_EXERCISE INPUT_

_ _ _ _

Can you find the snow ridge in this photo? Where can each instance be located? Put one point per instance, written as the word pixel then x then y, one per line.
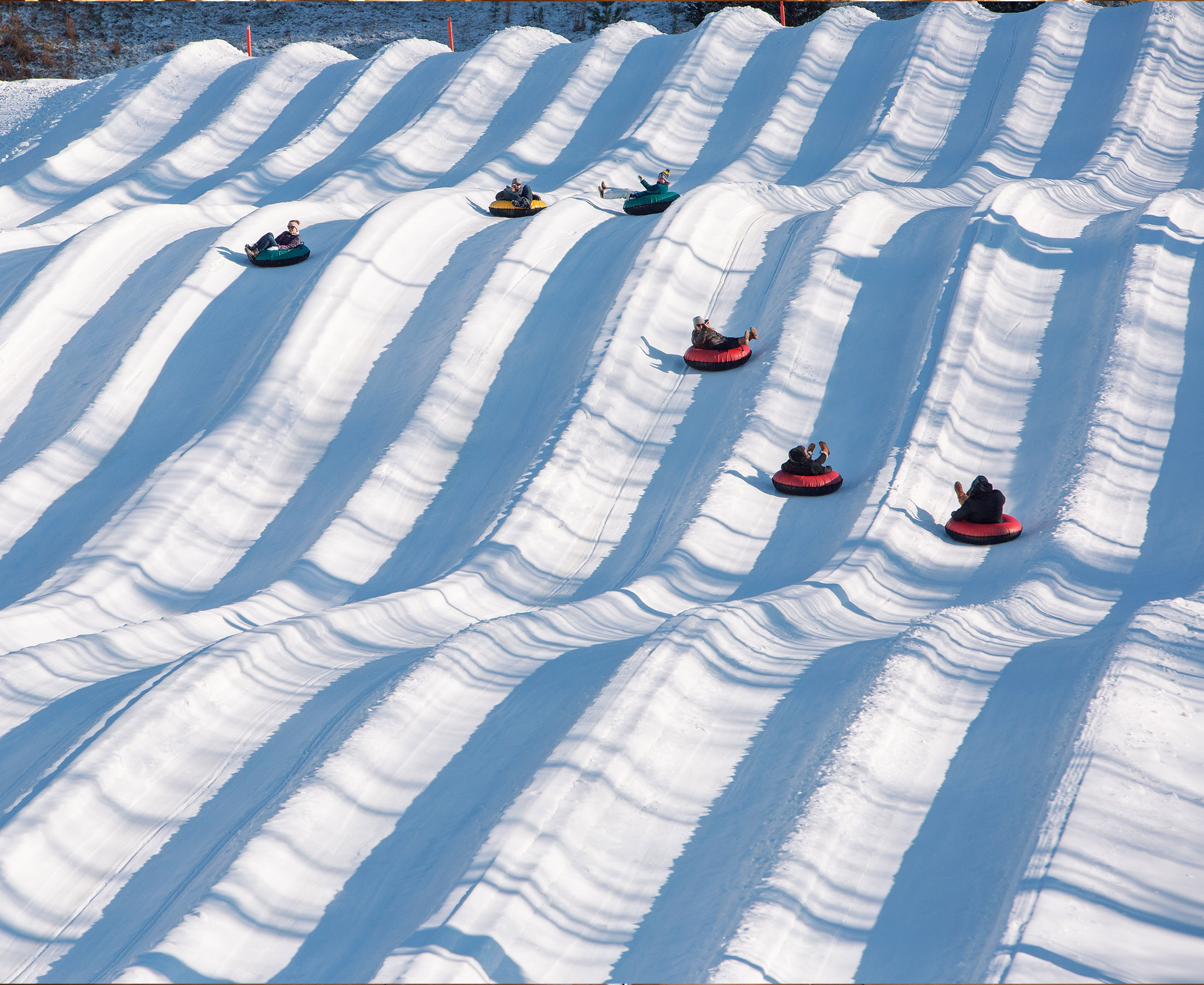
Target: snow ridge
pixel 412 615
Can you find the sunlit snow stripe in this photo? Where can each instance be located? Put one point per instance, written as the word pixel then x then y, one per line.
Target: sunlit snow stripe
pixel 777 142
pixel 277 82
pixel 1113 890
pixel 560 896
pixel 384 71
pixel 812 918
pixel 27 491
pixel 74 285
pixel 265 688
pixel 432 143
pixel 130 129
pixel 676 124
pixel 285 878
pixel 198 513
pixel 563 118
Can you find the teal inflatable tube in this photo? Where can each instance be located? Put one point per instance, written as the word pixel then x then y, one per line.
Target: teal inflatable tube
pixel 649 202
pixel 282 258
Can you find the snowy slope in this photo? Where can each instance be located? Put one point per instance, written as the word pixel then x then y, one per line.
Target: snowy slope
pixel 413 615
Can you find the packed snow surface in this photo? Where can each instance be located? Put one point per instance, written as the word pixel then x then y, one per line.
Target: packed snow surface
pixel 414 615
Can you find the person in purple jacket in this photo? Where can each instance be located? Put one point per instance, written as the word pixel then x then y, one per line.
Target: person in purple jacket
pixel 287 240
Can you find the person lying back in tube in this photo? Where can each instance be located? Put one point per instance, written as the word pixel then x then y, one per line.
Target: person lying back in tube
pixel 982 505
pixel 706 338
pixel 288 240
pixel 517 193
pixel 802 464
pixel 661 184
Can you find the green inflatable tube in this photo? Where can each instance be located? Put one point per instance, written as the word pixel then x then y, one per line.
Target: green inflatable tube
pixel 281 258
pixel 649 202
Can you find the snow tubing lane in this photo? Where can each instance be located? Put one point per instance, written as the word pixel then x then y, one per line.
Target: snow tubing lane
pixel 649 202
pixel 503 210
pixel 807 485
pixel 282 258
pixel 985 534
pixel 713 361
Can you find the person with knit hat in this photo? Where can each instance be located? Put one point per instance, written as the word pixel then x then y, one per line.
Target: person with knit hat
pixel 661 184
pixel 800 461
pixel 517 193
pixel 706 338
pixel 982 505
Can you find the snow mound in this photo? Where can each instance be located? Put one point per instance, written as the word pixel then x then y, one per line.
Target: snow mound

_ _ _ _

_SHORT TASK_
Print all of the items above again, word for word, and leave out the picture.

_WRITTEN RESPONSE_
Can you find the snow ridge in this photo? Where can each instance be located? Put one point per instance, written as the word pixel then x then y, one per line.
Target: snow ridge
pixel 412 615
Can you find the sunlit snow stripe in this photo? Where can each instance be located? Put one point per instance, written as the word pixel then x then y, one per line.
Target: sunlit snow stripe
pixel 777 142
pixel 277 82
pixel 1113 890
pixel 560 896
pixel 384 71
pixel 812 918
pixel 27 491
pixel 74 285
pixel 265 688
pixel 432 143
pixel 130 129
pixel 676 124
pixel 285 878
pixel 198 513
pixel 563 118
Can you find the teal inflatable tube in this photo? Where can each instance be located? Put one point per instance, written as the word pixel then x then y, one per line.
Target: teal inflatable tube
pixel 649 202
pixel 282 258
Can you find the snowy slope in this photo? Where can each instance be located? Put one point per instance, written as the word pixel then x then y, one per line.
Target: snowy slope
pixel 413 615
Can you find the packed snow surface in this photo? Where can each instance be located? Put one point per instance, written as the word pixel then x then y, one per line.
Target: packed snow surface
pixel 414 615
Can you find the person in purple jacket in this photo? Where can each instance be located? Put one point per instance, written as the word pixel then x then y, one per line.
Target: person in purple jacket
pixel 287 240
Can you find the person lying back in tube in this photo? Where can each instance be located? Put one point per instance, written as the word pixel then x then y, one per line.
Target: person lying back in tube
pixel 982 505
pixel 706 338
pixel 288 240
pixel 517 193
pixel 802 464
pixel 661 184
Can you find the green inflatable tube in this photo? Where can each instance be located? Put one point per instance, written as the word pixel then x then y, one per line.
Target: green inflatable tube
pixel 281 258
pixel 649 202
Can you find the snow tubing lane in this photo? Where can each instance be located? Put one point per instance, written as the word pixel then x then y, one per line.
Target: snow tubing lane
pixel 649 202
pixel 503 210
pixel 807 485
pixel 282 258
pixel 985 534
pixel 713 361
Can you find the person with knit hat in this photo? Where can each instance be located? Put one point per instance, written as the word pixel then x then y, one per line.
Target: person with knit hat
pixel 661 184
pixel 800 461
pixel 517 193
pixel 706 338
pixel 982 505
Can you find the snow mound in this photo? Where can each instance be located? Put one point per instance, written as the word pixel then x then y, one per line.
Target: snow mound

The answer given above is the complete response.